[Segmentation dataset records]
****************
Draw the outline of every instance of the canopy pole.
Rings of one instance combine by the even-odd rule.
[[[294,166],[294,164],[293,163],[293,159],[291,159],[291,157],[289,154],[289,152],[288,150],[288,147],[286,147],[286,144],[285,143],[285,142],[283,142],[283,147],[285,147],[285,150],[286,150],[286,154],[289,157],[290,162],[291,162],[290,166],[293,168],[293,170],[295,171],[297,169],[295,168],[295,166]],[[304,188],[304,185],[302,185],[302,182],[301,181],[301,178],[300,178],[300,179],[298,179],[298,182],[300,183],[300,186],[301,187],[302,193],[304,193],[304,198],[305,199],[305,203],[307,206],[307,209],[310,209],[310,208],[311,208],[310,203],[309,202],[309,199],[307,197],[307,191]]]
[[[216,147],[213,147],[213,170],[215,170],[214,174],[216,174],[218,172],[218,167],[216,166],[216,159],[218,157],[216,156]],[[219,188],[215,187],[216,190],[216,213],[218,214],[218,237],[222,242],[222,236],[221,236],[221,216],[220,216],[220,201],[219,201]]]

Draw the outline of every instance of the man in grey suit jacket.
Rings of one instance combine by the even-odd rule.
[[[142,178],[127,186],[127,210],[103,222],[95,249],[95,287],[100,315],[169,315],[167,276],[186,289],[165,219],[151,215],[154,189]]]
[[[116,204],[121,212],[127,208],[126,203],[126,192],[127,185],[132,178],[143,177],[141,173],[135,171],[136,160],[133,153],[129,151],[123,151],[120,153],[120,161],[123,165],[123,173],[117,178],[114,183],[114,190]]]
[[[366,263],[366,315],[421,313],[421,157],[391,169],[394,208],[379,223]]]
****************
Task goal: Rewrite the data from the line holding "Draw the outline of every instance of the man" through the end of the data, inclusive, with the requests kept as they are. Shift every coordinate in the answers by adding 61 to it.

Task output:
Draw the outline of every instance of the man in grey suit jacket.
Rings of one instance combine by the even-odd rule.
[[[203,239],[188,247],[188,271],[164,283],[156,310],[156,348],[161,376],[230,376],[228,337],[247,350],[226,280],[212,276],[215,250]]]
[[[177,265],[182,273],[188,269],[187,264],[187,253],[188,246],[193,239],[204,238],[202,234],[196,232],[197,221],[194,214],[190,212],[184,212],[181,214],[181,222],[184,226],[184,234],[178,239],[175,244],[175,251]]]
[[[427,324],[427,376],[482,374],[482,218],[452,230],[455,269],[440,284]]]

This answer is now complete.